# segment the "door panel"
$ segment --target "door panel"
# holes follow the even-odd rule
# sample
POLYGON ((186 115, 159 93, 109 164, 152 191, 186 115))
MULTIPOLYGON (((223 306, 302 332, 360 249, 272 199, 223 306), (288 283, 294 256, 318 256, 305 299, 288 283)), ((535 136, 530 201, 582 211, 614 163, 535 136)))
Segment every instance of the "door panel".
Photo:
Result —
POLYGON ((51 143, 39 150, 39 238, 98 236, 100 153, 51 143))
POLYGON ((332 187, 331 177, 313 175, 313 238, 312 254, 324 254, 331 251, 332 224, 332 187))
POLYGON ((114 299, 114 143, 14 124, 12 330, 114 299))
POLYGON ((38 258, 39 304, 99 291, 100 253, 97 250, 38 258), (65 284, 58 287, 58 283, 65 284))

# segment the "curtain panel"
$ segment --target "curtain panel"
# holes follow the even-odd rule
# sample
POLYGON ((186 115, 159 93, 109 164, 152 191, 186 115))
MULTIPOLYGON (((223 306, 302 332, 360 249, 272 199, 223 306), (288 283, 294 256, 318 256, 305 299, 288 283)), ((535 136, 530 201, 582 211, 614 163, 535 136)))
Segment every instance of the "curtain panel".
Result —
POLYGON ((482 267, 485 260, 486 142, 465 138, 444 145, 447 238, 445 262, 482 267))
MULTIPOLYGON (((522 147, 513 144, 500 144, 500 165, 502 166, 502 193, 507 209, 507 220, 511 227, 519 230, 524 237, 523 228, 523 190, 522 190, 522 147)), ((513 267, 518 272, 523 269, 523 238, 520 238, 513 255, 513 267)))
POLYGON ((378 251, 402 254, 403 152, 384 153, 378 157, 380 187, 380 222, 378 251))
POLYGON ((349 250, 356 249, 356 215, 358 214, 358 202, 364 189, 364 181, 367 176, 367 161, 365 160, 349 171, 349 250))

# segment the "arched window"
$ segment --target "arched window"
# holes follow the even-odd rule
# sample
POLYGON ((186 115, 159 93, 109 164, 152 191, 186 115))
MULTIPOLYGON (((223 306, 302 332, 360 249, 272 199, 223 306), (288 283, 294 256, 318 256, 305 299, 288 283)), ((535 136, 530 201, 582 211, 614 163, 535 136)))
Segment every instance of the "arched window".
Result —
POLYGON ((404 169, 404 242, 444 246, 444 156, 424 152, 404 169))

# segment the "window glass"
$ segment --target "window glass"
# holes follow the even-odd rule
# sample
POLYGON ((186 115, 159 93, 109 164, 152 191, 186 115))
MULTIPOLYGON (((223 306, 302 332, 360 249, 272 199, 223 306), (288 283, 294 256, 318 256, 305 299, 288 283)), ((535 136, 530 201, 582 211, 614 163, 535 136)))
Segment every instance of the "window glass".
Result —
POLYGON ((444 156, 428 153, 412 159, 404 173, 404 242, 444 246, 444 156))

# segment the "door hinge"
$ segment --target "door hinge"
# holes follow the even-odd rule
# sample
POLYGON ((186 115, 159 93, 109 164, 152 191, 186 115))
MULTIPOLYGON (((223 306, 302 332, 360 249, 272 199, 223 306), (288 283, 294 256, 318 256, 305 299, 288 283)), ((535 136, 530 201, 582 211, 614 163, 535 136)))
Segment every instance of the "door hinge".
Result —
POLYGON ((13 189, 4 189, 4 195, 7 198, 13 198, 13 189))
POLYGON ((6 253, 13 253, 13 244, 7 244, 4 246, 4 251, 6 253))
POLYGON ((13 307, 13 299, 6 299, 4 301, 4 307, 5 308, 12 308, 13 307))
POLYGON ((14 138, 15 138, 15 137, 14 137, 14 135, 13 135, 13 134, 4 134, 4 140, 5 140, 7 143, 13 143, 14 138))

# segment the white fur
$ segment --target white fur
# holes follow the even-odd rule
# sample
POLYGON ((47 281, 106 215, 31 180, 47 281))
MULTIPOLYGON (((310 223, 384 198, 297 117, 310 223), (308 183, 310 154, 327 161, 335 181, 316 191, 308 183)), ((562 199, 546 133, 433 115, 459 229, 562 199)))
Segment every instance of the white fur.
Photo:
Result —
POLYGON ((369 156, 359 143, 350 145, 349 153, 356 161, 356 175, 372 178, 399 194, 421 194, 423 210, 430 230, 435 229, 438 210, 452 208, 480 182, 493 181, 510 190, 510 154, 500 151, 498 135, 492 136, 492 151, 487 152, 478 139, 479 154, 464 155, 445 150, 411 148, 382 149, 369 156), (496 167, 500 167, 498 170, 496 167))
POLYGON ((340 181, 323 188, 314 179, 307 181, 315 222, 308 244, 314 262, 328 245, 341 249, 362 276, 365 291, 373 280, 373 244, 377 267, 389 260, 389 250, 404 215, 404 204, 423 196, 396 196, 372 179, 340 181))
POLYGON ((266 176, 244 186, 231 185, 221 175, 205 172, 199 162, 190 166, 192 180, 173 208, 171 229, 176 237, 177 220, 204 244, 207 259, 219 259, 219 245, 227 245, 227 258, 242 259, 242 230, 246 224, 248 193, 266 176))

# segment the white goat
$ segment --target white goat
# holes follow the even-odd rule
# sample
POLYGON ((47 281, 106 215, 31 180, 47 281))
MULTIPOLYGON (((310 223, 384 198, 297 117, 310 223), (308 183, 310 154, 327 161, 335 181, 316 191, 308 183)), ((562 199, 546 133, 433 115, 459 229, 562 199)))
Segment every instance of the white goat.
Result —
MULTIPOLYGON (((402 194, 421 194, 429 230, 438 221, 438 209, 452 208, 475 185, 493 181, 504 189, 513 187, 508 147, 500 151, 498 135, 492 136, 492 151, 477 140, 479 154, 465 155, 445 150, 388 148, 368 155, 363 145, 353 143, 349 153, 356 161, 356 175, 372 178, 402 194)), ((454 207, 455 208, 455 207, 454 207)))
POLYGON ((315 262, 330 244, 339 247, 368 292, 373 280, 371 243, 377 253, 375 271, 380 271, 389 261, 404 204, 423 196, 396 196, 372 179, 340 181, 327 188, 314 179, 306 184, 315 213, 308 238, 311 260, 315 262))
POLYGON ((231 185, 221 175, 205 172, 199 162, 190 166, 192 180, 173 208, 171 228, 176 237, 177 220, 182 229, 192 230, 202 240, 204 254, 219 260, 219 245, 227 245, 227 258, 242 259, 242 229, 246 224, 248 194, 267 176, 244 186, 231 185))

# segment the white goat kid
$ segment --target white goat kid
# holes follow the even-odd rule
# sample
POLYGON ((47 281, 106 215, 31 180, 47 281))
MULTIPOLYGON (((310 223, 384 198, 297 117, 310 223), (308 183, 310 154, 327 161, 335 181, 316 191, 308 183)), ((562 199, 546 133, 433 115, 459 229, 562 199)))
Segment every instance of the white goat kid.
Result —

EXERCISE PROMPT
Output the records above precisely.

EXPECTED OUTPUT
# segment the "door panel"
$ segment --target "door panel"
# holes follow the even-odd rule
# sample
POLYGON ((186 115, 159 93, 109 164, 152 191, 186 115))
MULTIPOLYGON (((223 306, 302 332, 360 249, 272 199, 223 306), (288 283, 294 256, 318 256, 305 299, 288 283)), ((535 136, 530 201, 582 211, 614 163, 535 136)))
Segment every instance of the "door panel".
Photo:
Result —
POLYGON ((51 143, 39 150, 39 238, 98 236, 100 153, 51 143))
POLYGON ((332 187, 331 177, 313 175, 313 238, 312 254, 324 254, 331 251, 332 224, 332 187))
POLYGON ((114 299, 114 143, 14 124, 12 330, 114 299))
POLYGON ((38 258, 39 304, 99 291, 100 253, 97 250, 38 258), (65 284, 58 287, 58 283, 65 284))

# segment the "curtain panel"
$ segment --target "curtain panel"
# holes follow the even-odd rule
# sample
POLYGON ((186 115, 159 93, 109 164, 152 191, 186 115))
MULTIPOLYGON (((223 306, 302 332, 360 249, 272 199, 223 306), (288 283, 294 256, 318 256, 305 299, 288 283)), ((535 136, 530 201, 582 211, 614 163, 535 136)))
Segment every instance of the "curtain panel".
Result —
POLYGON ((482 267, 485 260, 486 142, 465 138, 444 145, 447 238, 445 262, 482 267))
MULTIPOLYGON (((522 147, 513 144, 500 144, 500 165, 502 166, 502 193, 507 209, 507 220, 511 227, 519 230, 524 237, 523 228, 523 190, 522 190, 522 147)), ((513 267, 518 272, 523 269, 523 238, 520 238, 513 255, 513 267)))
POLYGON ((378 251, 402 254, 403 152, 384 153, 378 157, 380 187, 380 222, 378 251))
POLYGON ((349 250, 356 249, 356 215, 358 214, 358 202, 364 189, 364 181, 367 176, 367 161, 365 160, 349 171, 349 250))

# segment the "arched window"
$ segment --target "arched window"
# holes follow the even-odd rule
# sample
POLYGON ((186 115, 159 93, 109 164, 152 191, 186 115))
MULTIPOLYGON (((223 306, 302 332, 360 249, 272 199, 223 306), (288 283, 294 256, 318 256, 305 299, 288 283)), ((535 136, 530 201, 582 211, 614 163, 535 136)))
Segment every instance of the "arched window".
Result —
POLYGON ((404 169, 404 242, 444 246, 444 156, 424 152, 404 169))

# segment the "window glass"
$ segment --target "window glass"
# holes follow the even-odd rule
# sample
POLYGON ((186 115, 159 93, 109 164, 152 191, 186 115))
MULTIPOLYGON (((223 306, 302 332, 360 249, 272 199, 223 306), (288 283, 294 256, 318 256, 305 299, 288 283)), ((535 136, 530 201, 582 211, 614 163, 535 136)))
Segment every instance of the "window glass".
Result —
POLYGON ((444 156, 428 153, 412 159, 404 173, 404 242, 444 246, 444 156))

# segment the "door hinge"
$ segment --target "door hinge"
# holes follow the even-odd rule
# sample
POLYGON ((186 115, 159 93, 109 164, 152 191, 186 115))
MULTIPOLYGON (((223 306, 302 332, 360 249, 272 199, 223 306), (288 283, 294 256, 318 256, 305 299, 288 283)), ((535 136, 530 201, 582 211, 614 163, 535 136)))
Segment every instance of the "door hinge".
Result —
POLYGON ((13 189, 4 189, 4 195, 7 198, 13 198, 13 189))
POLYGON ((6 253, 13 253, 13 244, 7 244, 4 246, 4 251, 6 253))
POLYGON ((13 307, 13 299, 6 299, 4 301, 4 307, 5 308, 12 308, 13 307))
POLYGON ((14 138, 15 138, 15 137, 14 137, 14 135, 13 135, 13 134, 4 134, 4 140, 5 140, 7 143, 13 143, 14 138))

# segment the white fur
$ segment --target white fur
# holes follow the even-odd rule
# sample
POLYGON ((47 281, 106 215, 31 180, 47 281))
MULTIPOLYGON (((310 223, 384 198, 297 117, 310 223), (308 183, 310 154, 327 161, 335 181, 316 191, 308 183)), ((562 199, 546 133, 433 115, 459 229, 562 199)))
Segment every instance of the white fur.
Photo:
Result —
POLYGON ((369 156, 359 143, 350 145, 349 153, 356 161, 356 175, 372 178, 399 194, 421 194, 423 210, 430 230, 435 229, 438 210, 452 208, 480 182, 493 181, 510 190, 510 154, 500 151, 498 135, 492 136, 492 151, 487 152, 478 139, 479 154, 464 155, 445 150, 411 148, 382 149, 369 156), (496 167, 500 167, 498 170, 496 167))
POLYGON ((340 181, 323 188, 314 179, 307 181, 315 222, 308 244, 314 262, 328 245, 341 249, 362 276, 365 291, 373 280, 373 244, 377 267, 389 260, 389 250, 404 215, 404 204, 423 196, 396 196, 372 179, 340 181))
POLYGON ((266 176, 244 186, 231 185, 221 175, 205 172, 199 162, 190 166, 192 180, 173 208, 171 229, 176 237, 177 220, 204 244, 207 259, 219 259, 219 245, 227 245, 227 258, 242 259, 242 230, 246 224, 248 193, 266 176))

# segment the white goat
$ segment --target white goat
# holes follow the even-odd rule
# sample
POLYGON ((47 281, 106 215, 31 180, 47 281))
MULTIPOLYGON (((310 223, 384 198, 297 117, 310 223), (308 183, 310 154, 327 161, 335 181, 316 191, 308 183)), ((562 199, 546 133, 433 115, 459 229, 562 199)))
Segment every instance of the white goat.
Result —
MULTIPOLYGON (((402 194, 421 194, 429 230, 438 221, 438 209, 452 208, 475 185, 493 181, 504 189, 513 187, 508 147, 500 151, 498 135, 492 136, 492 151, 477 140, 479 154, 465 155, 445 150, 388 148, 368 155, 363 145, 353 143, 349 153, 356 161, 356 175, 372 178, 402 194)), ((454 207, 455 208, 455 207, 454 207)))
POLYGON ((315 262, 330 244, 339 247, 368 292, 373 280, 371 243, 377 253, 375 271, 380 271, 389 261, 404 204, 423 196, 396 196, 372 179, 340 181, 327 188, 314 179, 306 184, 315 213, 308 238, 311 260, 315 262))
POLYGON ((231 185, 221 175, 205 172, 199 162, 190 166, 192 180, 173 208, 171 228, 176 237, 177 220, 182 229, 192 230, 202 240, 204 254, 219 260, 219 245, 227 245, 227 258, 242 259, 242 229, 246 224, 248 194, 267 176, 244 186, 231 185))

# segment the white goat kid
$ segment --target white goat kid
# holes follow the even-odd rule
# sample
POLYGON ((47 281, 106 215, 31 180, 47 281))
MULTIPOLYGON (((310 223, 384 198, 297 117, 310 223), (308 183, 310 154, 327 161, 335 181, 316 191, 308 183)), ((562 199, 546 133, 433 115, 459 229, 562 199)))
Segment every instance of the white goat kid.
Result —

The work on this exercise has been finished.